**TRECHO DA PÁGINA**
========================================================================

Mas não é este o centro de incriminação adequado, se é que se pode falar em algum. As condutas penalmente relevantes são as que dizem respeito à realização do controle antidoping. Este deslocamento da discussão põe em evidência algo que a tipificação do acontecimento ontológico da dopagem mascara: não é o fato de que um atleta tome esteróides anabolizantes o que exige atenção jurídica, mas sim, o fato de que isso ocorra em um âmbito desportivo em que tal uso seja proibido e o fato seja detectado por um mecanismo de controle de dopagem. O interesse está em que este controle se realize e realmente seja sério, de modo a promover a desclassificação, na instância desportiva, do atleta que violou as regras anti-doping do desporto.

Se o controle de anti-dopagem se realiza com regularidade em face das regras estabelecidas para o esporte em questão e algum atleta dopado é identificado, as conseqüências desportivas esgotam certamente todo e qualquer interesse no caso, não remanescendo nenhuma questão que possa ser de ultima ratio, capaz de demandar interesse penal. Por outro lado, a descoberta tardia de situação de doping, em um esporte de interesse midiático e econômico, onde tenha havido um mecanismo de controle antidoping burlado, certamente demanda interesse, especialmente de patrocinadores, promotores do evento, organizadores, apostadores e torcedores. A existência de uma competição cujas regras anti-dopagem sejam efetivamente cumpridas, não impede que efetivamente haja fraude, mas isto faz parte dos riscos incorporados por aquele que vincula seu nome ou sua marca a um competidor ou um evento.

Daí resulta claro que o único interesse que pode ser demandado dentro do campo do Direito penal, é que seja realizado um controle sério e ajustado a respeito do doping por parte dos organizadores do evento desportivo.

========================================================================

**TAREFAS OBRIGATÓRIAS**
1. No trecho sobre doping e Direito penal, quais condutas são apontadas como penalmente relevantes?
2. Reproduza literalmente a parte do trecho sobre doping e Direito penal que começa em "Se o controle" e termina em "ou um evento.".
3. Prossiga com o texto sobre doping e Direito penal a partir do ponto em que ele para.
As linhas provêm de uma fonte distinta deste trecho.

**DADOS DE ENTRADA**
========================================================================

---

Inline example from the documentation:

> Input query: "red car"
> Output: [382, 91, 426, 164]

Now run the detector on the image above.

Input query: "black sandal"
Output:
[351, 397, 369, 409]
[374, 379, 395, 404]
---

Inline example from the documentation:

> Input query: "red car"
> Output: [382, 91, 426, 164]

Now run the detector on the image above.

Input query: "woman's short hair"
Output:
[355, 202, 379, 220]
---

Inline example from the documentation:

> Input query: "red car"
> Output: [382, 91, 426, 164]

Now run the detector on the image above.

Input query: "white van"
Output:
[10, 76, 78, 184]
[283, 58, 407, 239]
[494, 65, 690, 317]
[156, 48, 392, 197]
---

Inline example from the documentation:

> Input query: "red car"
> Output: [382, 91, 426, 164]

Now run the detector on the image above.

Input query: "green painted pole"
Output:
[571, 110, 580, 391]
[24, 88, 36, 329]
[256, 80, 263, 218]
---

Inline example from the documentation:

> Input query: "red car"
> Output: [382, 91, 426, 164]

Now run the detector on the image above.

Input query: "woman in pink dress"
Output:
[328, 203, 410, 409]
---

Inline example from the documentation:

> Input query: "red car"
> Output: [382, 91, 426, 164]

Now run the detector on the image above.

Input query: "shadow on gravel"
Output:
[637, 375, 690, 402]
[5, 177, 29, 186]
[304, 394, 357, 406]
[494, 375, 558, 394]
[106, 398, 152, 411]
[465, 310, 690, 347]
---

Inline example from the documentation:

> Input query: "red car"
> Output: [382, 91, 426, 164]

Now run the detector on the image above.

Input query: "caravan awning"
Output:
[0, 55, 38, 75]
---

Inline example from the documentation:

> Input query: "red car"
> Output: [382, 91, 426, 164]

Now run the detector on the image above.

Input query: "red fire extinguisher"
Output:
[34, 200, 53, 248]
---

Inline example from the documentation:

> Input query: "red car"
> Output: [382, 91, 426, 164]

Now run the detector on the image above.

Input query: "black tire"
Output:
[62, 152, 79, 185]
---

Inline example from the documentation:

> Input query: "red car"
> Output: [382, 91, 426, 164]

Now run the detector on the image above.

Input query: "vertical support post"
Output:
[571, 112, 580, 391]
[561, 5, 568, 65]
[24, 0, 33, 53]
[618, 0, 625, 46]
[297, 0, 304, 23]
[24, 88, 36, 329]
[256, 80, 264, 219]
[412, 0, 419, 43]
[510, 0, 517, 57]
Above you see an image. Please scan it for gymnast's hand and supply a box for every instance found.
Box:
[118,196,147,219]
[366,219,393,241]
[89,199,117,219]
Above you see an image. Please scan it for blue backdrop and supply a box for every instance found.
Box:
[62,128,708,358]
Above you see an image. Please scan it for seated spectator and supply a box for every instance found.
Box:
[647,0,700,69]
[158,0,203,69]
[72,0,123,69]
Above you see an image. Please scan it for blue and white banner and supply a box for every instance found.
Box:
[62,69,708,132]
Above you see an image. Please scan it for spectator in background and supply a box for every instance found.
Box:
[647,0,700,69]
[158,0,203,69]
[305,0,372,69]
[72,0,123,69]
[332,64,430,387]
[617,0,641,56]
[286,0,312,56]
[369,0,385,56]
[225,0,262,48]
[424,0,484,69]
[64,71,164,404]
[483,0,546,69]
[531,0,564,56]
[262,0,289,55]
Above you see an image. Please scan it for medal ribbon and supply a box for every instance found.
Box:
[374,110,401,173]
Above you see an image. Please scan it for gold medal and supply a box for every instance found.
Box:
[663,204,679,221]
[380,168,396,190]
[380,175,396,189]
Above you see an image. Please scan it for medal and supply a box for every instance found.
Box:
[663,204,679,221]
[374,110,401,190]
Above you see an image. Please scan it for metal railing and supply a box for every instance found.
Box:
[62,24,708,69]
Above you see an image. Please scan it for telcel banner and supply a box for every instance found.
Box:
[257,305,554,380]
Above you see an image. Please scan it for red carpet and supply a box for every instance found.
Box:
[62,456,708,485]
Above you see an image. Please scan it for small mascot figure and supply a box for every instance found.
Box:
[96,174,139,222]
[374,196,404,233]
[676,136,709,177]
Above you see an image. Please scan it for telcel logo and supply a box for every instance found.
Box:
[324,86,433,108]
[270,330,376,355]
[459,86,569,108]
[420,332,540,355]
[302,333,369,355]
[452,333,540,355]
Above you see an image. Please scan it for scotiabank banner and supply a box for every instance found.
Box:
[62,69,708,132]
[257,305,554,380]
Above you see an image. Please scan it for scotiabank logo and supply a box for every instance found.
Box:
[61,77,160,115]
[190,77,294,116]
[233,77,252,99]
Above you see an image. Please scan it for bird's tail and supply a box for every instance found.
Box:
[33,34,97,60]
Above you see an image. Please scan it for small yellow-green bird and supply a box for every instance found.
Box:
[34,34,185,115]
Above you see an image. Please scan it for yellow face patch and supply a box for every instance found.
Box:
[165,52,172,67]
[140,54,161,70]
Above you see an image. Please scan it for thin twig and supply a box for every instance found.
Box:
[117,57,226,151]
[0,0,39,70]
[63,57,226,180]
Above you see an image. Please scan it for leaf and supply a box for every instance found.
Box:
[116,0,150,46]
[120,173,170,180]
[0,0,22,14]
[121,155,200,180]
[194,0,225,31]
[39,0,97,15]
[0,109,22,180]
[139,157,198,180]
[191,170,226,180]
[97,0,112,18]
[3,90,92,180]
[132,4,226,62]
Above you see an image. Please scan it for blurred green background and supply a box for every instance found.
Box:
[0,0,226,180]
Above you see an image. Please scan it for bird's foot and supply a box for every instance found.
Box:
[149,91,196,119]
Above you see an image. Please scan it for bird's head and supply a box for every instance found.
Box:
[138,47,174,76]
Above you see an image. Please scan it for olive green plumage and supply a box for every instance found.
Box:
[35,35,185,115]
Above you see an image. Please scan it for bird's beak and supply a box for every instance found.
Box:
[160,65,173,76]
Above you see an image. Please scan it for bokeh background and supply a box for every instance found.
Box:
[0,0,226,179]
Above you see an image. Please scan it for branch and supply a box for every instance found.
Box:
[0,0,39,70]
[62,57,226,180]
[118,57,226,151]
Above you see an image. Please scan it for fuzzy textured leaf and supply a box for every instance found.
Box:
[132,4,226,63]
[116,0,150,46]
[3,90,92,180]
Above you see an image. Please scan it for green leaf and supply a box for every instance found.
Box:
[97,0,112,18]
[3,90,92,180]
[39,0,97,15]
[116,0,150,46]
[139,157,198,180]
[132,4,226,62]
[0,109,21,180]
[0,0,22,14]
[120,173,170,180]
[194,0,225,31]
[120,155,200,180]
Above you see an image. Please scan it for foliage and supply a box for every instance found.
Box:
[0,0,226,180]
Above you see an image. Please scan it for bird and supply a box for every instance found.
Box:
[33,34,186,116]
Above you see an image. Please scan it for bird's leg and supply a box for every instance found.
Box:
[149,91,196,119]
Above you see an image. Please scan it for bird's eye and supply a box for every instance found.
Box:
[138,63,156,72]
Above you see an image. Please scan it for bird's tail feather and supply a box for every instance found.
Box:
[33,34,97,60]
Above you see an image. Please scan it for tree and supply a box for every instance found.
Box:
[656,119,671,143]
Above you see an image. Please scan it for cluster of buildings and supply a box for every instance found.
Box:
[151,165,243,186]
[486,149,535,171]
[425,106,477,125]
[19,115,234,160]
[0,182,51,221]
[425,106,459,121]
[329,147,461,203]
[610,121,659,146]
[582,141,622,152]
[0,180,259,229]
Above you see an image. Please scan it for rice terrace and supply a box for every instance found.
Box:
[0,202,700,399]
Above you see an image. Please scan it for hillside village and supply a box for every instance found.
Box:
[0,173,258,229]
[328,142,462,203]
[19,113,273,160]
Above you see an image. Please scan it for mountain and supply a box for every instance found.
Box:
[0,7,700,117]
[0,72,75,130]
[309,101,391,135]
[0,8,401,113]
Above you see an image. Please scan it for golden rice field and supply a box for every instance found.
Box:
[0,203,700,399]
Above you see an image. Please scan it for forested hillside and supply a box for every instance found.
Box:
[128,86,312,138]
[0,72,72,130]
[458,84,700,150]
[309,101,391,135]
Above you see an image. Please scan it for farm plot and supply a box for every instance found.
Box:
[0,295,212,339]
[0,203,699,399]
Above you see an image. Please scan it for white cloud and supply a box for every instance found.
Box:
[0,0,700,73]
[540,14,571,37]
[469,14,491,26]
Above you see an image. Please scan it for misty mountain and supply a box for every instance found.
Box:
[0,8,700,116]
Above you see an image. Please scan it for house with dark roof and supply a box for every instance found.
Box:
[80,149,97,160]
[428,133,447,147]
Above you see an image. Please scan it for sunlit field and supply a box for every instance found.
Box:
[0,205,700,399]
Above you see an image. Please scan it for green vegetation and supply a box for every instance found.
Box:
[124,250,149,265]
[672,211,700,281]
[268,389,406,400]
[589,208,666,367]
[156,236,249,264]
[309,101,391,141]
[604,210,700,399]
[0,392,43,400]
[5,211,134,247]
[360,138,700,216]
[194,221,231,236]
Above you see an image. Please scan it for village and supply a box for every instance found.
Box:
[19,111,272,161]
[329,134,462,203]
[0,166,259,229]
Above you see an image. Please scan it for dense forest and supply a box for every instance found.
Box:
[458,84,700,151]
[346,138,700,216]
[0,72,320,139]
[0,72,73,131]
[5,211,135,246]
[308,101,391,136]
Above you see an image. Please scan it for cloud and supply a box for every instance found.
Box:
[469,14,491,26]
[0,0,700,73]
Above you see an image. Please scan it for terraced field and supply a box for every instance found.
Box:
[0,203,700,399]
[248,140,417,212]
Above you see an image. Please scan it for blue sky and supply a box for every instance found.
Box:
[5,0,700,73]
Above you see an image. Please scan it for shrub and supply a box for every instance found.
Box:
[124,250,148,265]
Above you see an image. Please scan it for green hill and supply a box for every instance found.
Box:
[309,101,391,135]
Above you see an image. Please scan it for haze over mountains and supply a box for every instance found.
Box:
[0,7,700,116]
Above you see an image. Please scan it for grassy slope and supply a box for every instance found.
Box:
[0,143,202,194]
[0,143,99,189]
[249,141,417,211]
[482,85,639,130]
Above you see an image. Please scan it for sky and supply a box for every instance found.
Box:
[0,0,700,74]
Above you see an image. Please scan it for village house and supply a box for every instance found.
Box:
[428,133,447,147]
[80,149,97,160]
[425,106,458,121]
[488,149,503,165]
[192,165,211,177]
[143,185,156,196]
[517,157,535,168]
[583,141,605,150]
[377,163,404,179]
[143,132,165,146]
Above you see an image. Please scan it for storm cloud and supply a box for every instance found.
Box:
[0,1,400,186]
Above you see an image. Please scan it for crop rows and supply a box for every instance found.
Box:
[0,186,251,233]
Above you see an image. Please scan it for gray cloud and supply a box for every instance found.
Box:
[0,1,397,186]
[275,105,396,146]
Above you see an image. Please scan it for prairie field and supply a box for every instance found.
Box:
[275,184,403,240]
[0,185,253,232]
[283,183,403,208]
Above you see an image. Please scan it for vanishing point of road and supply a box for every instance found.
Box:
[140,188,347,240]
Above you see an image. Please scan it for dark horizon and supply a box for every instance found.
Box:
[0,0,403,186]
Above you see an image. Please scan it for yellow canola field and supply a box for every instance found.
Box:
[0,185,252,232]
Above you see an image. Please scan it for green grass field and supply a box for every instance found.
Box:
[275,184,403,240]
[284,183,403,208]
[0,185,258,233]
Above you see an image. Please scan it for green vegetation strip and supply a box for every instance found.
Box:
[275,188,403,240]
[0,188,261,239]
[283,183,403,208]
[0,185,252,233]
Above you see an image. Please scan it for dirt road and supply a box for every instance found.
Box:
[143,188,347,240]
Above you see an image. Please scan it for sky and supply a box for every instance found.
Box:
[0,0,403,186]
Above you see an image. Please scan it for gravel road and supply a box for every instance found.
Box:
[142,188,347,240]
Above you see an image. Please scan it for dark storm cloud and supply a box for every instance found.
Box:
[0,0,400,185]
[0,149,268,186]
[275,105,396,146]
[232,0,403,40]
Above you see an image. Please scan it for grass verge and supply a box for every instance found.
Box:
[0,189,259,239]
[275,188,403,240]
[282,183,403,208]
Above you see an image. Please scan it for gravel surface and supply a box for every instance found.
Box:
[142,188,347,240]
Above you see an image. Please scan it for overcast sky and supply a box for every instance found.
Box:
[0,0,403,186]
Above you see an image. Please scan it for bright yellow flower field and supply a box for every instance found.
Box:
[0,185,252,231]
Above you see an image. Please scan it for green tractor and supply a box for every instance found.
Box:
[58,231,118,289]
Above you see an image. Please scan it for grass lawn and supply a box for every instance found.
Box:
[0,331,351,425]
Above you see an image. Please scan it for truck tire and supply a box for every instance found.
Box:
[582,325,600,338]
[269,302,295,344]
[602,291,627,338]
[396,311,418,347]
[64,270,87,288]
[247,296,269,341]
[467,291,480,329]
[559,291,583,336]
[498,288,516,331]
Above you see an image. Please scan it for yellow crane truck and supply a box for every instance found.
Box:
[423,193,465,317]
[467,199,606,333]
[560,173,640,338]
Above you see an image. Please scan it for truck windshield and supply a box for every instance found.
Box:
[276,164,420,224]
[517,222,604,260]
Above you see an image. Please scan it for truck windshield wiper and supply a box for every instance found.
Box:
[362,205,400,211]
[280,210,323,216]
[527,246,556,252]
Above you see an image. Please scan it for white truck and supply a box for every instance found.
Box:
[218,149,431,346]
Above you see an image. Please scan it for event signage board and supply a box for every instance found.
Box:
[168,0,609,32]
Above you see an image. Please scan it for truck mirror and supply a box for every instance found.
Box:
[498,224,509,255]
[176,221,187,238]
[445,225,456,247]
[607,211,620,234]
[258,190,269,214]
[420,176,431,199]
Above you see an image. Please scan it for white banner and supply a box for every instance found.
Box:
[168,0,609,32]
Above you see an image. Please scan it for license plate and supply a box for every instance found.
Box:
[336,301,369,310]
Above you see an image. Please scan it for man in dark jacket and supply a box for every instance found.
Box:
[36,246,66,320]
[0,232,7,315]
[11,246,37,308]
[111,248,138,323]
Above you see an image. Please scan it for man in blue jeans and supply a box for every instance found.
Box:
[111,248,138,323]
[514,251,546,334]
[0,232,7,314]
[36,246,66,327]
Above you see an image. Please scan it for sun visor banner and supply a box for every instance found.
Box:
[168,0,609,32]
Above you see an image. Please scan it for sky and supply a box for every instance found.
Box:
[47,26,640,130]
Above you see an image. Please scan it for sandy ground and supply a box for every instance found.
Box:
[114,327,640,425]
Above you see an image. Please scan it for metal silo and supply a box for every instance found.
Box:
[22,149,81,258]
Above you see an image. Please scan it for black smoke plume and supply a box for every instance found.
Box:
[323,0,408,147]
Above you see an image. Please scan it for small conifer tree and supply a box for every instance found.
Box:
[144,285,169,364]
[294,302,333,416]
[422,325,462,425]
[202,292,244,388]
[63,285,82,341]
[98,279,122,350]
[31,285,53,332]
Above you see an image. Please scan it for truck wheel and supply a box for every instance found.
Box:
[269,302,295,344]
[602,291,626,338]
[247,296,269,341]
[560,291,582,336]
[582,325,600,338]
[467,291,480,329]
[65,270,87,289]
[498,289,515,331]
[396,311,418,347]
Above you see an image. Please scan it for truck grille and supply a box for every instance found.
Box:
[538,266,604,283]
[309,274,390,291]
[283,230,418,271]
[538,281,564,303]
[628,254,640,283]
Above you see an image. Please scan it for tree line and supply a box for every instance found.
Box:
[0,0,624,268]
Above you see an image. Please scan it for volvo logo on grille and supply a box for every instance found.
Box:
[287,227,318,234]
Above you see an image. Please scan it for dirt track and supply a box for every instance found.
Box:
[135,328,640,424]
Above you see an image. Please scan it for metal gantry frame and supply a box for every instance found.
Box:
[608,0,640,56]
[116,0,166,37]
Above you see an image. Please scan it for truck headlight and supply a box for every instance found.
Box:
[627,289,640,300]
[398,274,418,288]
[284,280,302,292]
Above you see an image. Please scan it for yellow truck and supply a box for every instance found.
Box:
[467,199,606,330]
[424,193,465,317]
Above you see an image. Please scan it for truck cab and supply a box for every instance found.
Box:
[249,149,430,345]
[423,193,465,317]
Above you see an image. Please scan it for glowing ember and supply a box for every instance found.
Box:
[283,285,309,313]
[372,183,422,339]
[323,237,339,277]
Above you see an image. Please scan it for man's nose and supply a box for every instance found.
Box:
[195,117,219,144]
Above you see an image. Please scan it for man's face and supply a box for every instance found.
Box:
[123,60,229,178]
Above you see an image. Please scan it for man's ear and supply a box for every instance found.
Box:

========================================================================

**RESPOSTAS POR TAREFA**
1. As que dizem respeito à realização do controle antidoping.

2.
Se o controle de anti-dopagem se realiza com regularidade em face das regras estabelecidas para o esporte em questão e algum atleta dopado é identificado, as conseqüências desportivas esgotam certamente todo e qualquer interesse no caso, não remanescendo nenhuma questão que possa ser de ultima ratio, capaz de demandar interesse penal. Por outro lado, a descoberta tardia de situação de doping, em um esporte de interesse midiático e econômico, onde tenha havido um mecanismo de controle antidoping burlado, certamente demanda interesse, especialmente de patrocinadores, promotores do evento, organizadores, apostadores e torcedores. A existência de uma competição cujas regras anti-dopagem sejam efetivamente cumpridas, não impede que efetivamente haja fraude, mas isto faz parte dos riscos incorporados por aquele que vincula seu nome ou sua marca a um competidor ou um evento.

3.
Portanto, a incriminação somente poderia partir da existência de um dever jurídico, voltado para os organizadores do evento, a quem compete diligenciar para que haja controle de dopagem sério e organizado, capaz de garantir um resultado isento para a competição. A omissão deste dever é que terá um conteúdo axiológico penalmente relevante. A eventual falta de cumprimento do dever de realização do controle antidopagem poderá transformar-se em uma questão de interesse penal, se os organizadores levaram a cabo um simulacro de competição, ou uma competição cujo resultado foi viciado pela incidência do doping, com prejuízo de todos os interessados na realização do evento. Aos eventuais beneficiados pelo descumprimento do dever por parte do organizador, bastam as conseqüências desportivas pertinentes, aos organizadores, é possível imputar mais.

A fórmula de técnica de tipificação mais adequada para a hipótese, portanto, seria a omissiva própria, com referência expressa à identificação de uma classe específica de autor: o organizador de competição desportiva em que o doping seja proibido ou o responsável pela realização do controle antidoping, também contendo referência específica, mas aberta, à necessidade de cumprimento das regras de controle antidoping  próprias de cada modalidade desportiva, nesse sentido, constituindo lei penal em branco.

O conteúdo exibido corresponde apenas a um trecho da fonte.